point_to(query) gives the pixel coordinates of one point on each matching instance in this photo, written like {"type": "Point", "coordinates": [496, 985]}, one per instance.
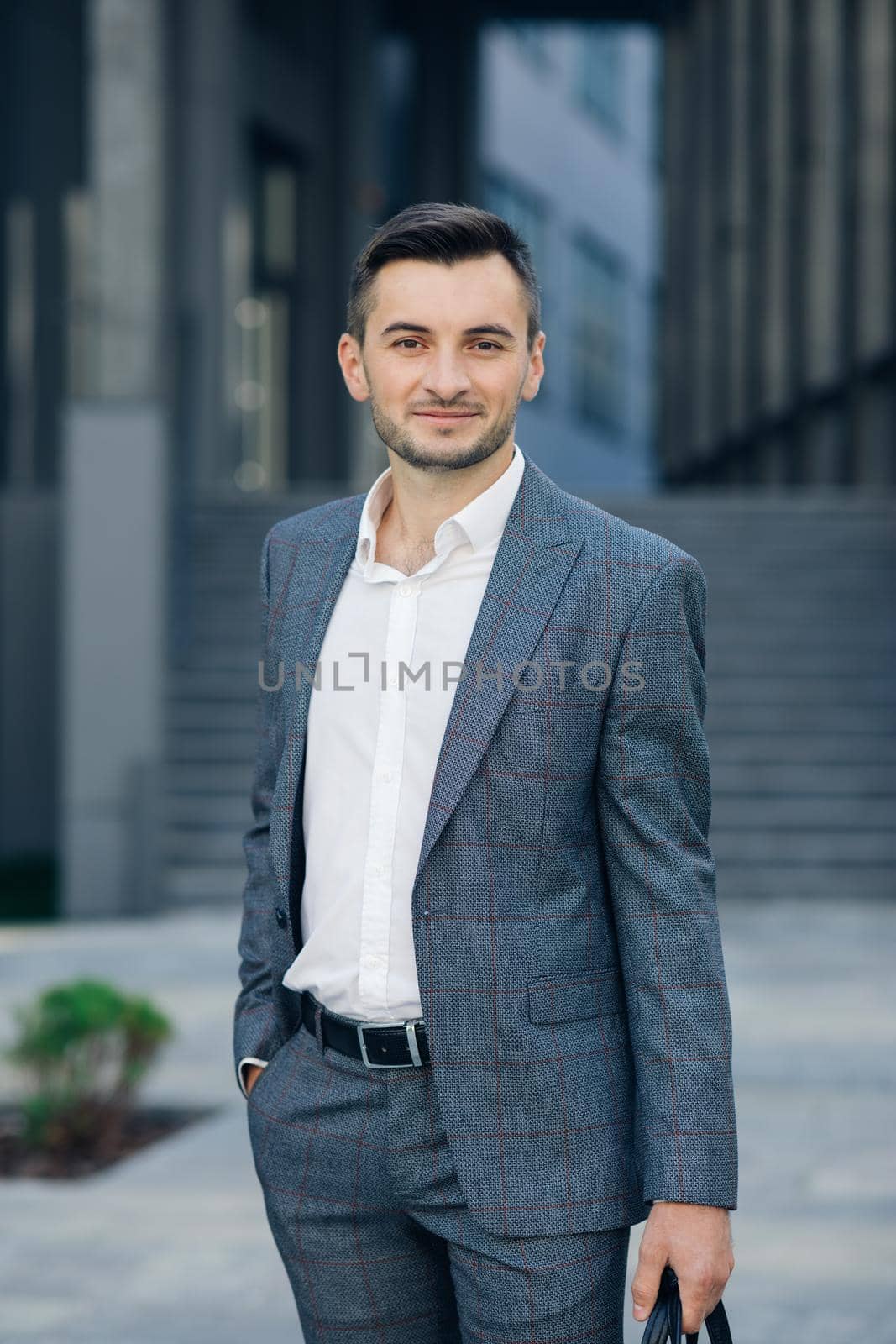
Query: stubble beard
+ + + + + + +
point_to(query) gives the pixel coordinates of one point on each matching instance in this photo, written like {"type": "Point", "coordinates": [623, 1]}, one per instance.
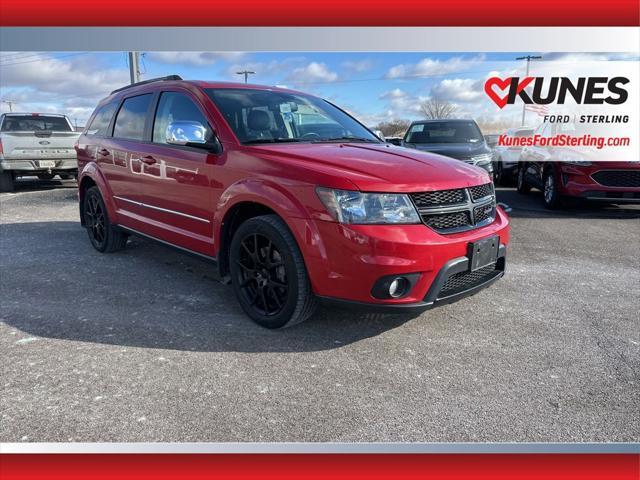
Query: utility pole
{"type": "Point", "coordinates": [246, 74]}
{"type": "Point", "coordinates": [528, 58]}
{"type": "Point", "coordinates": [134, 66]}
+ + + + + + +
[Required work] From the listing above, pull out every line that contains the word "each" and reproduce those lines in full.

[Answer to this exercise]
point_to(query) gives the pixel coordinates of one point on each matching instance in this photo, written like {"type": "Point", "coordinates": [496, 985]}, one per instance.
point_to(query) gives the pixel coordinates of one point on each matching instance in this photo, written like {"type": "Point", "coordinates": [623, 1]}, one per instance.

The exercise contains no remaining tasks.